Reescreva as entradas desde o início até a linha que contém "MULTIPOLYGON (((244 104, 245", inclusive, substituindo "tweed" por "linen". Mantenha todo o restante inalterado.

### Listagem ###

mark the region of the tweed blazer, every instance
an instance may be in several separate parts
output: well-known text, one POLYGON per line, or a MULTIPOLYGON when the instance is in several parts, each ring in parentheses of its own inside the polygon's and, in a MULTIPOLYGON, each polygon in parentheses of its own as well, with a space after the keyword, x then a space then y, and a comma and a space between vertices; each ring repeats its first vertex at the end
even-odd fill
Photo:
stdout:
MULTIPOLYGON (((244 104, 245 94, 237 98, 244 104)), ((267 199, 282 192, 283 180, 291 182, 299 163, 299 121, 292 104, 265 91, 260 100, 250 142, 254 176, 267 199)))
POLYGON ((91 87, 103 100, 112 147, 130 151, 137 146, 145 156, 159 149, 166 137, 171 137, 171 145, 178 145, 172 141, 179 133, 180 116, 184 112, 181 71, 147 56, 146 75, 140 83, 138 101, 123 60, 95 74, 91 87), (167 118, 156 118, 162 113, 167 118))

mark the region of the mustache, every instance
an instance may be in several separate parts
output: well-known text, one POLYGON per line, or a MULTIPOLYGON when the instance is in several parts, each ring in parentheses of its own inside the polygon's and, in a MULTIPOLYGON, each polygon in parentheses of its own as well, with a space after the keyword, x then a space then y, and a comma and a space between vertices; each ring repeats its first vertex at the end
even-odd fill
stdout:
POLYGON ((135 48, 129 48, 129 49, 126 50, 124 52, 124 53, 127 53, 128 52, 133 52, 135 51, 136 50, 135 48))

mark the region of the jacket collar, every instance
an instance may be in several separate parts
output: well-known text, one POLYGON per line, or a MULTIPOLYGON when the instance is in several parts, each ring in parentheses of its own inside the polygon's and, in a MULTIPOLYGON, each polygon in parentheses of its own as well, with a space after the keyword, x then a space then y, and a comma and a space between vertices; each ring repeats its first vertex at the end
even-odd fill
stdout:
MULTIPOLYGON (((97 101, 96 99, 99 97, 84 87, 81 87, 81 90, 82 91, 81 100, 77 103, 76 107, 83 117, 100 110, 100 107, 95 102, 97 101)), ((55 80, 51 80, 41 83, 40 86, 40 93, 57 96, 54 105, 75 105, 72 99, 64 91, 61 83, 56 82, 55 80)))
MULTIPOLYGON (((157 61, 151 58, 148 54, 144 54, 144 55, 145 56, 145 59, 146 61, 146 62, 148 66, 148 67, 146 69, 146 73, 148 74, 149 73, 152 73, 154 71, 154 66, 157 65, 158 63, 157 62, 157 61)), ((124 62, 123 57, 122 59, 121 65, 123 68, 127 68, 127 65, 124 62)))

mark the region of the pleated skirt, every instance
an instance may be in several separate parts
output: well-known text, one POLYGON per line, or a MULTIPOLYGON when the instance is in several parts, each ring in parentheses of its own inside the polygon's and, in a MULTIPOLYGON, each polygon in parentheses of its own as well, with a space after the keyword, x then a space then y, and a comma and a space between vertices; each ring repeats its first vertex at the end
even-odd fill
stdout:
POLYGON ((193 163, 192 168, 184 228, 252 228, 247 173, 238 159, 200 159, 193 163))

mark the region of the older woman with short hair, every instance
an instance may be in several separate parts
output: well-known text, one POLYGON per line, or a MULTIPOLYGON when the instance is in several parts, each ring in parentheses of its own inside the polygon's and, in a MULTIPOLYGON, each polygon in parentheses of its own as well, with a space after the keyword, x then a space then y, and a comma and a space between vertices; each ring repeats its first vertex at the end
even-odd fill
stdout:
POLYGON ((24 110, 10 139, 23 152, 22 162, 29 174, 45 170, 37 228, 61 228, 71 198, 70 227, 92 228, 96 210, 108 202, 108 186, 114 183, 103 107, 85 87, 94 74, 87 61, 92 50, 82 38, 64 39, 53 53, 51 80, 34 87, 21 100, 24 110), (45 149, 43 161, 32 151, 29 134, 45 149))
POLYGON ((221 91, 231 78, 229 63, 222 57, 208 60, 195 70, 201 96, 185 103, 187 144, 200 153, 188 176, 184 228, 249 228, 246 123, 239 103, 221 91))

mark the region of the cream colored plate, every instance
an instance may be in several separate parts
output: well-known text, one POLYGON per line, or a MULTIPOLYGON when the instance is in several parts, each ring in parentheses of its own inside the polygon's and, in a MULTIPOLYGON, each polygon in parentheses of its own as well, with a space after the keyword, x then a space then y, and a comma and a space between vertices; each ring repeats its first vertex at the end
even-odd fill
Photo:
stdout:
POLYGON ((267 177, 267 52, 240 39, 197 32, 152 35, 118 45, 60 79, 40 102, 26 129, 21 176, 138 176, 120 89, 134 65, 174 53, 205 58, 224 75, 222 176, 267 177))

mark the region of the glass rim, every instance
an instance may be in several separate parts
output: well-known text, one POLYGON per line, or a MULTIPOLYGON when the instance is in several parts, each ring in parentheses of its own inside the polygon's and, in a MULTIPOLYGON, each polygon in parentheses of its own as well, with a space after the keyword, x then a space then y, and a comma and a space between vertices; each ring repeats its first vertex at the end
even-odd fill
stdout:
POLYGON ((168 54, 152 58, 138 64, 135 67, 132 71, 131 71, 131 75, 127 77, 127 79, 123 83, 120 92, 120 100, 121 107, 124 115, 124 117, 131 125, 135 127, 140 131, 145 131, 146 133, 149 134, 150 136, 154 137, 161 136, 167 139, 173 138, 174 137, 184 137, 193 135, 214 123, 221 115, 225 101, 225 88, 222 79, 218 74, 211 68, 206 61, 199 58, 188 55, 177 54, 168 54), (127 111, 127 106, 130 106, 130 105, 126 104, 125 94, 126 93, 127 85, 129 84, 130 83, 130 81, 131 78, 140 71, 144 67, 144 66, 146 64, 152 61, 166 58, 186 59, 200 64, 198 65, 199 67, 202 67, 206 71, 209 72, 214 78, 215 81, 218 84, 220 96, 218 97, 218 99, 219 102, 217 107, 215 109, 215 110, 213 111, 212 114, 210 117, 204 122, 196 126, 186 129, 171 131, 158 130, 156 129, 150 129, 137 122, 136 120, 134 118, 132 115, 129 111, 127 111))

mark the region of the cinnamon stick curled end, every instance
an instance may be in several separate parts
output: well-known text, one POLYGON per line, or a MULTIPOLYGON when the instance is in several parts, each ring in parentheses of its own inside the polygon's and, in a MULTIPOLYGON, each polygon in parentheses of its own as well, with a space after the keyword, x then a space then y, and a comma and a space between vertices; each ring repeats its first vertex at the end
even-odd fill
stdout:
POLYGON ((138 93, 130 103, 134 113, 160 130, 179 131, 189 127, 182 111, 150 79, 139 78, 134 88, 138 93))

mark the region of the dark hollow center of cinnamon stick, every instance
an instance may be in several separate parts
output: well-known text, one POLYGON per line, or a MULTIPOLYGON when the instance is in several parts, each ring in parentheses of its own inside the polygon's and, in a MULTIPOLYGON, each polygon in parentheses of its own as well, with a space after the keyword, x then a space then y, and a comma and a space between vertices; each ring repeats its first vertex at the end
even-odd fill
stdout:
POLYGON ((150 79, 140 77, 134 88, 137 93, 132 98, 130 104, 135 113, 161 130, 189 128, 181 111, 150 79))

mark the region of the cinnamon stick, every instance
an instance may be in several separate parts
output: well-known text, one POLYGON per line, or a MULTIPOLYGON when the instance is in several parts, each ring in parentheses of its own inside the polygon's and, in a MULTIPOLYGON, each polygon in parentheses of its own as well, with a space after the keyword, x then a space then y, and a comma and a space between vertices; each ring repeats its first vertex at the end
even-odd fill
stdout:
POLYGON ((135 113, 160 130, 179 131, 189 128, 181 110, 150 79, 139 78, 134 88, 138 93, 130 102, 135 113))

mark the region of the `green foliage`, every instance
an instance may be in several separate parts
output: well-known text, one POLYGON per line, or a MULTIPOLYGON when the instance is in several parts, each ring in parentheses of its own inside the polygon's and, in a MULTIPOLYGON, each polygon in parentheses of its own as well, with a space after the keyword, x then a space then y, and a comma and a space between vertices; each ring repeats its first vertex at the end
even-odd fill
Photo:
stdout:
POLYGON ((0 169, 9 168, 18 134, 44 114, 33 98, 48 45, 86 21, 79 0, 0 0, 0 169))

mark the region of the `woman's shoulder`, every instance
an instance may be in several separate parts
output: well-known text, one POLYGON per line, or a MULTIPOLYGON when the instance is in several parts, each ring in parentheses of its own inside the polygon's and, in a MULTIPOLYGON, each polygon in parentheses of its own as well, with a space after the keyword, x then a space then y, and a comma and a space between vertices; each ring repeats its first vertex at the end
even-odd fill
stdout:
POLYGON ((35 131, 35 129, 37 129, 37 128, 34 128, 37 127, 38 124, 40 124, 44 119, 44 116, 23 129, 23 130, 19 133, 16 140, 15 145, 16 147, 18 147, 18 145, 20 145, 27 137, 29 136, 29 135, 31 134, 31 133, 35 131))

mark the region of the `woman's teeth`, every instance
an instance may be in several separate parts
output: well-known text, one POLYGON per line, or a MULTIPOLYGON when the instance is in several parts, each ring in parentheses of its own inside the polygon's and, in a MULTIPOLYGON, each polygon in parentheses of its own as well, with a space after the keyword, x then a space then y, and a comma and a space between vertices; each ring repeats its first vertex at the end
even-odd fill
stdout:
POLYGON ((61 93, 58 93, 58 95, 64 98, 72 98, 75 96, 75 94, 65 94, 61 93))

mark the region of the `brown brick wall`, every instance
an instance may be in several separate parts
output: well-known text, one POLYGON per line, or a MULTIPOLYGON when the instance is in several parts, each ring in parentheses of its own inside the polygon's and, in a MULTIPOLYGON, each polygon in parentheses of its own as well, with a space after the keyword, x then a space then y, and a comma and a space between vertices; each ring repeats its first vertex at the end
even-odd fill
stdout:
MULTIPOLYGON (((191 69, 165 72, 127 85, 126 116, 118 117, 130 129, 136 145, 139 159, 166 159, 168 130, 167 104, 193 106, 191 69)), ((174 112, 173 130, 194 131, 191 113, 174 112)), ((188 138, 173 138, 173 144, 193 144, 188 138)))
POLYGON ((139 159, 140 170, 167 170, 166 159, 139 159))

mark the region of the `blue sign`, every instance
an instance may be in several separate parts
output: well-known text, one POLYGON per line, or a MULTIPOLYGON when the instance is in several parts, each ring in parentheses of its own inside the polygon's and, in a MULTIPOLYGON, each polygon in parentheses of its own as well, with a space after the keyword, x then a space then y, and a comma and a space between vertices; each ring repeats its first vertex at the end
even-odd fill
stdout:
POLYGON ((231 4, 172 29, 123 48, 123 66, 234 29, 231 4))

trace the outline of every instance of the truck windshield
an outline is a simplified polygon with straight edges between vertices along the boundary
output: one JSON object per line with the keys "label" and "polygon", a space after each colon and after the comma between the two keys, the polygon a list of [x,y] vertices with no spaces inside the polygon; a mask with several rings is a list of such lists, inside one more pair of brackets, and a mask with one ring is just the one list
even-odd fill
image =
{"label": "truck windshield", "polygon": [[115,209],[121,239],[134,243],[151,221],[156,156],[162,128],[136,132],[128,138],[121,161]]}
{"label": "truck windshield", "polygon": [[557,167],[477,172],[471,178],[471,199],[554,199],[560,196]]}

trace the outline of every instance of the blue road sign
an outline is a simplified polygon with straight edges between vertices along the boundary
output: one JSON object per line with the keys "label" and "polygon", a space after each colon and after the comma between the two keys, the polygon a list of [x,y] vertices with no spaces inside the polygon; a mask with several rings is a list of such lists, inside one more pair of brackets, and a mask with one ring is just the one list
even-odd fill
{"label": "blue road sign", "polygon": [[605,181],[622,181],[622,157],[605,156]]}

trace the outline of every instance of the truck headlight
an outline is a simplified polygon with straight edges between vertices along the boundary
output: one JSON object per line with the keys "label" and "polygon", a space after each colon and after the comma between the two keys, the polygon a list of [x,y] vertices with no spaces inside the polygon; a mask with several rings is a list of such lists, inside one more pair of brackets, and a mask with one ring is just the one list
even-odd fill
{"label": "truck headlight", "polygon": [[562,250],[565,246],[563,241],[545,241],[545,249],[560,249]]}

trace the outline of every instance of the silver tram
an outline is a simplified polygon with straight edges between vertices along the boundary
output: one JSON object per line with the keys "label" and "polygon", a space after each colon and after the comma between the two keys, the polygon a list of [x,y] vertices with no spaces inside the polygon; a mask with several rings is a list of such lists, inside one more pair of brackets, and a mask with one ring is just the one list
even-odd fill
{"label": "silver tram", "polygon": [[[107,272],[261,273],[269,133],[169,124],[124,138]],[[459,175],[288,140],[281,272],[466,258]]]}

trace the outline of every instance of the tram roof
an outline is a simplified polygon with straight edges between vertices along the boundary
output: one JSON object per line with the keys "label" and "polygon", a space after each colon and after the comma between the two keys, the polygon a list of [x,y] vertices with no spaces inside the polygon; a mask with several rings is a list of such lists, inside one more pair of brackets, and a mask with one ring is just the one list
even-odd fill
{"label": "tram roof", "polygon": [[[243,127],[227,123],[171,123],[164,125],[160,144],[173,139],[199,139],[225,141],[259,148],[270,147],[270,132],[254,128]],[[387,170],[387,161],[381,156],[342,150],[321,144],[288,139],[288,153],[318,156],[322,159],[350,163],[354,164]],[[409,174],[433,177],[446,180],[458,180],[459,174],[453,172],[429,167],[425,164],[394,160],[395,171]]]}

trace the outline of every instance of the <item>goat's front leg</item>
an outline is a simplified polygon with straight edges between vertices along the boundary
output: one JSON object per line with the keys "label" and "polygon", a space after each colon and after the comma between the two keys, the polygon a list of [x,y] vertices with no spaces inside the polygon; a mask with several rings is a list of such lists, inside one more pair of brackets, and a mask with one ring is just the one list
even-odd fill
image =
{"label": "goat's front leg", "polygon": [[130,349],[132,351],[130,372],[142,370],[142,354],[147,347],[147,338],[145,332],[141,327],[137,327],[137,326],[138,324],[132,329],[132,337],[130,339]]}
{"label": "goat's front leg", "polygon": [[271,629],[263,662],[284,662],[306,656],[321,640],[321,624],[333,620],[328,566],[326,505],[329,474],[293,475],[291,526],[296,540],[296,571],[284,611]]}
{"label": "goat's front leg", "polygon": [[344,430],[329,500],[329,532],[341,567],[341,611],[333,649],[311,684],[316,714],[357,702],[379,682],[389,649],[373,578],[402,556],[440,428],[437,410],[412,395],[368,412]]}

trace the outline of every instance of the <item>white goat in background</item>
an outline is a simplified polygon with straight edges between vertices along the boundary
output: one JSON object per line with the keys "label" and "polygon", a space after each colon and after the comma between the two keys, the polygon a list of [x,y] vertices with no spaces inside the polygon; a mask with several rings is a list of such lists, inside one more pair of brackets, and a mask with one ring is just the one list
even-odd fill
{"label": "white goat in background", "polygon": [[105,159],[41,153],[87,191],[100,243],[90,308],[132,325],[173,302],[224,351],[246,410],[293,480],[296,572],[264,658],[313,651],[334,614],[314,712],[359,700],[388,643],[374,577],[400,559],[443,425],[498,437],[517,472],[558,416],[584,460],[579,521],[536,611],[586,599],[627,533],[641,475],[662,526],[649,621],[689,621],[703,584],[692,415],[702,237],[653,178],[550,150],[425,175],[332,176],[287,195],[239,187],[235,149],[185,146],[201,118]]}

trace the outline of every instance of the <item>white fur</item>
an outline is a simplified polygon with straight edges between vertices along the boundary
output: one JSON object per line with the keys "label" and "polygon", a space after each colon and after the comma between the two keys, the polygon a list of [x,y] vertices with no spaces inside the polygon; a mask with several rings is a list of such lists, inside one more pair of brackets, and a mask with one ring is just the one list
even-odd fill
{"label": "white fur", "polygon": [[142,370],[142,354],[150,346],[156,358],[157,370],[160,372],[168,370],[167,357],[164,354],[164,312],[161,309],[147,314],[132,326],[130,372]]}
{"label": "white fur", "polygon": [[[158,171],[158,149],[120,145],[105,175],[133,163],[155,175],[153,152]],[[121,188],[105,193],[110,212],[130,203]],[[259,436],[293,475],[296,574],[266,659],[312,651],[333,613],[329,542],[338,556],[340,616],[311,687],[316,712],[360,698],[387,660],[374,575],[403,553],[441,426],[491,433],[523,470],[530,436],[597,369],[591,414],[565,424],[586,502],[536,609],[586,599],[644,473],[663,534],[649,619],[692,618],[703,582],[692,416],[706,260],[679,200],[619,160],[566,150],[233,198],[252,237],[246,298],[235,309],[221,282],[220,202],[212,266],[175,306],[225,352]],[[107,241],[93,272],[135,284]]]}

###

__Resposta ao problema__
mark the region of the linen blazer, every instance
an instance may be in several separate parts
output: well-known text, one POLYGON per line, or a MULTIPOLYGON when the instance is in several parts, each ring in parentheses of its own inside the polygon's and, in a MULTIPOLYGON, each polygon in parentheses of its own as well, with a space after the keyword, x then a space then y, and a comma and a space between vertices; each ring repeats its first vertex at the end
even-odd fill
Photo:
stdout:
MULTIPOLYGON (((244 104, 245 94, 237 98, 244 104)), ((267 199, 282 192, 283 180, 291 182, 299 163, 299 121, 292 104, 265 91, 260 100, 250 142, 254 176, 267 199)))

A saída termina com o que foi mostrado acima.